* **What you need to do**
Transcribe the whole listing exactly; the images stay out.

* **Records for this exercise**
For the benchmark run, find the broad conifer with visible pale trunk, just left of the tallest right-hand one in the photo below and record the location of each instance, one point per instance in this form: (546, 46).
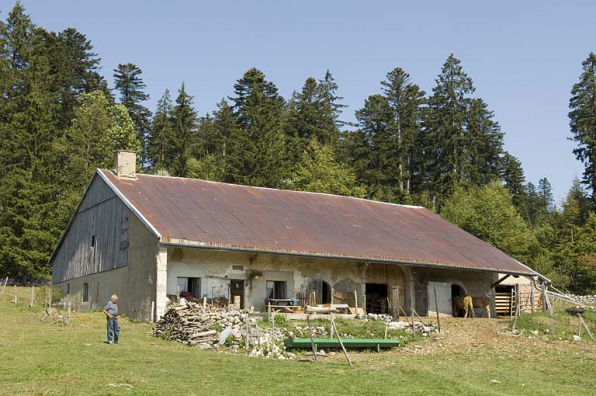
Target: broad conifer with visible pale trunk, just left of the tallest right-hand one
(384, 151)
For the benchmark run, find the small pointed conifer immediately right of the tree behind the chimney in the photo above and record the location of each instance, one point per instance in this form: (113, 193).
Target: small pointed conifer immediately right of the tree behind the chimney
(161, 140)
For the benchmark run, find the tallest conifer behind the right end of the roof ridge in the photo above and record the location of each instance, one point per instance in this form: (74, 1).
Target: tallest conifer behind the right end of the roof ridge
(462, 139)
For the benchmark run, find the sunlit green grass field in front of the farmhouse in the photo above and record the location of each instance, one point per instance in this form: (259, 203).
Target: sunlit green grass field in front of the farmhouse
(41, 359)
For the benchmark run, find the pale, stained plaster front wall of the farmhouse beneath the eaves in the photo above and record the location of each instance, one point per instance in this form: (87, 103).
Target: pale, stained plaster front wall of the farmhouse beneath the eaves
(216, 268)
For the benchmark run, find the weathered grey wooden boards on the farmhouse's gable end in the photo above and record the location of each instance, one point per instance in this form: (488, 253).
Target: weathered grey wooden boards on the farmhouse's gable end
(97, 240)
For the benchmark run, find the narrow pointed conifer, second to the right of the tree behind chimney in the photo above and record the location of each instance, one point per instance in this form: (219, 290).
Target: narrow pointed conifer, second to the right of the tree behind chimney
(184, 119)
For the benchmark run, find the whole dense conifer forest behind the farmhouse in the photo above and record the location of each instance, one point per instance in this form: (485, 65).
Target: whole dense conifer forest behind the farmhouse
(442, 149)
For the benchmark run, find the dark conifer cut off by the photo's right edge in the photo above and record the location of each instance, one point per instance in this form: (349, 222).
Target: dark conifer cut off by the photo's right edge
(583, 121)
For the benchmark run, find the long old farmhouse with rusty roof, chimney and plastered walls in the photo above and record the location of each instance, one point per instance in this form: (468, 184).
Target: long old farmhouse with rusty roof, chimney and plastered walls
(149, 238)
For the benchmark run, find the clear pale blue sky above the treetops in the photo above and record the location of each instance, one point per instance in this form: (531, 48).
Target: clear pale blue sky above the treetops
(523, 56)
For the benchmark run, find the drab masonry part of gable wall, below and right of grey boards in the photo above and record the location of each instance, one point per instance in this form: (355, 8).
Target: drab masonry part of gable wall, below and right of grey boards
(135, 283)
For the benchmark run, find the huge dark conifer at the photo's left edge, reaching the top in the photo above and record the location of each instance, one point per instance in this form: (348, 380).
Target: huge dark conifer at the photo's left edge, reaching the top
(30, 208)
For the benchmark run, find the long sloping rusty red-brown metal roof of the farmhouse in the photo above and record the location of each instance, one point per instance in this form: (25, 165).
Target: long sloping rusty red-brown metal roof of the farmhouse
(220, 215)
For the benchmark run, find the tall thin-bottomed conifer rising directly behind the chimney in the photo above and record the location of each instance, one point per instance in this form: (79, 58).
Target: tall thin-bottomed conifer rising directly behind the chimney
(128, 81)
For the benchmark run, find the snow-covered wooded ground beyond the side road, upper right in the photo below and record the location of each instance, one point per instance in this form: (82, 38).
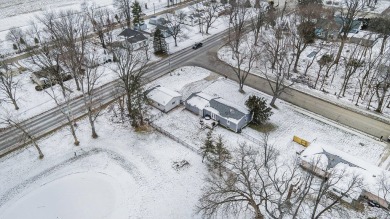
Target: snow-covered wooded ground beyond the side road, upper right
(332, 84)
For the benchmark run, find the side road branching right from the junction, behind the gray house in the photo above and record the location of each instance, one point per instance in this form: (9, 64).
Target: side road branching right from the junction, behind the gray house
(367, 124)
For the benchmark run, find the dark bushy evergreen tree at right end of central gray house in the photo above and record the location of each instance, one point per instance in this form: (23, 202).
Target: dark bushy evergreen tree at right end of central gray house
(259, 109)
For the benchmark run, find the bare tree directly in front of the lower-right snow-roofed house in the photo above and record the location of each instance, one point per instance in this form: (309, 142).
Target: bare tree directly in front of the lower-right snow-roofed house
(322, 189)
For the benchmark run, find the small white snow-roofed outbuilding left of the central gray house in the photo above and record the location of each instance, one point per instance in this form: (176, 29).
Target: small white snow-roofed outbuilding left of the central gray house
(163, 99)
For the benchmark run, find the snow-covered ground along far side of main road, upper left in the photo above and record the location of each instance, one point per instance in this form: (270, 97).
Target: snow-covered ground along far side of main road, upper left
(32, 102)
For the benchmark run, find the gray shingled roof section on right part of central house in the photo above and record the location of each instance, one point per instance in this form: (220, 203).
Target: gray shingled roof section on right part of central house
(228, 109)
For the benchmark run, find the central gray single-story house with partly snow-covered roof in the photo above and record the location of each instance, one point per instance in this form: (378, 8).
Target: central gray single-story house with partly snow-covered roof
(227, 114)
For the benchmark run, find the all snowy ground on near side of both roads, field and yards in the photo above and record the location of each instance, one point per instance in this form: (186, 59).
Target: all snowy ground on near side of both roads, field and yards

* **Expected answer**
For the benchmark run, find the broad conifer with visible pale trunk, just left of the tallest right-hand one in the photo below and record the location of each instance, one point per instance in this form: (546, 46).
Target: broad conifer with visible pale trunk, just left of the tallest right-hand one
(384, 151)
For the benchmark run, find the small pointed conifer immediately right of the tree behind the chimney in the photo above and record the location of each instance, one point per instance in this form: (113, 193).
Target: small pointed conifer immediately right of the tree behind the chimney
(161, 140)
For the benchmark run, find the tallest conifer behind the right end of the roof ridge in the photo above and record the location of each instance, one point per instance in this form: (74, 1).
Target: tallest conifer behind the right end of the roof ridge
(462, 139)
For the benchmark run, find the sunlit green grass field in front of the farmhouse in the photo above and record the location of each instance, one point per instance in this form: (259, 203).
Target: sunlit green grass field in front of the farmhouse
(41, 359)
For the benchmark run, find the pale, stained plaster front wall of the farmhouse beneath the eaves in the photo above and record the location of each instance, one point per instance in this form: (87, 103).
Target: pale, stained plaster front wall of the farmhouse beneath the eaves
(216, 268)
For the benchmark run, find the weathered grey wooden boards on the farmhouse's gable end in the photo above and record the location of each instance, one point per instance in this form: (488, 253).
Target: weathered grey wooden boards on the farmhouse's gable end
(97, 240)
For the benchmark run, find the narrow pointed conifer, second to the right of the tree behind chimney in the photo above and record the location of each instance, one point per instance in this form: (219, 290).
Target: narrow pointed conifer, second to the right of the tree behind chimney
(184, 119)
For the benchmark run, find the whole dense conifer forest behind the farmhouse in the photo above and record the location of each instance, one point per instance in this form: (485, 65).
Target: whole dense conifer forest behind the farmhouse
(442, 149)
For the benchmark run, find the dark conifer cut off by the photo's right edge in the photo above and record the location of each instance, one point per instance in this form: (349, 222).
Target: dark conifer cut off by the photo's right edge
(583, 121)
For the benchmark run, find the long old farmhouse with rusty roof, chimney and plastered walls in the photo above and record the location of each instance, one point per instance in this form: (468, 184).
Target: long old farmhouse with rusty roof, chimney and plastered walls
(149, 238)
For the benchmark run, find the clear pale blue sky above the treetops in the photo above and record the location of each instance, one point per instance in this form: (531, 48).
Target: clear pale blue sky above the treetops
(523, 56)
For the benchmark run, find the drab masonry part of gable wall, below and right of grey boards in the photo above and record the location of each instance, one point per instance in this form: (355, 8).
Target: drab masonry part of gable wall, below and right of grey boards
(135, 283)
For the benchmark run, find the huge dark conifer at the photo's left edge, reaching the top in the photo above and record the location of each instance, one point per instance in this form: (348, 380).
Target: huge dark conifer at the photo's left edge, reaching the top
(30, 208)
For the benchmark run, find the long sloping rusty red-brown metal roof of the farmhouse in the photo above and record the location of each instance, one point per instance in this form: (25, 165).
Target: long sloping rusty red-brown metal roof of the farmhouse
(220, 215)
For the benchmark run, find the tall thin-bottomed conifer rising directly behind the chimney in the photo above and record the location of each instance, one point per instance in this form: (79, 58).
Target: tall thin-bottomed conifer rising directly behind the chimney
(128, 81)
For the benchmark run, find the snow-covered wooded ground beyond the side road, upper right in the photo below and record the location of each instance, one point per instance in this form: (82, 38).
Target: snow-covered wooded ground beyond the side road, upper right
(332, 84)
For the benchmark run, find the side road branching right from the junction, behind the gray house in the photo above and record the location of each instance, one point per instance in this form: (9, 64).
Target: side road branching right from the junction, behind the gray house
(367, 124)
For the benchmark run, find the dark bushy evergreen tree at right end of central gray house in the photo above and record the location of each instance, one point per instance in this form: (23, 202).
Target: dark bushy evergreen tree at right end of central gray house
(259, 109)
For the benchmark run, find the bare tree directly in front of the lower-right snow-roofed house in the photo above and record the location of each instance, one point per instance in this form: (309, 142).
Target: bare tree directly in front of the lower-right snow-roofed house
(322, 189)
For the benchmark run, find the small white snow-roofed outbuilding left of the central gray house in the photo above and record the location of each instance, one point per instance in this form: (176, 29).
Target: small white snow-roofed outbuilding left of the central gray house
(163, 99)
For the benchmark run, find the snow-covered ground along far side of main road, upper left in the photo above and record the location of each instance, one point per instance in this form: (270, 97).
Target: snow-covered ground along far side of main road, upper left
(32, 102)
For the benchmark run, find the gray shingled roof section on right part of central house in the photo above and record the location of each instance, one point per instance in this form: (220, 203).
Target: gray shingled roof section on right part of central house
(228, 109)
For the benchmark run, find the central gray single-story house with partly snow-covered roof in the photo above and record the location of each instance, one point per instance in this form: (378, 8).
Target: central gray single-story house with partly snow-covered roof
(227, 114)
For the benchmark run, find the all snowy ground on near side of both roads, field and yards in the photo above and record the location of each instance, one point per instance in this form: (186, 59).
Target: all snowy ground on near side of both roads, field and yards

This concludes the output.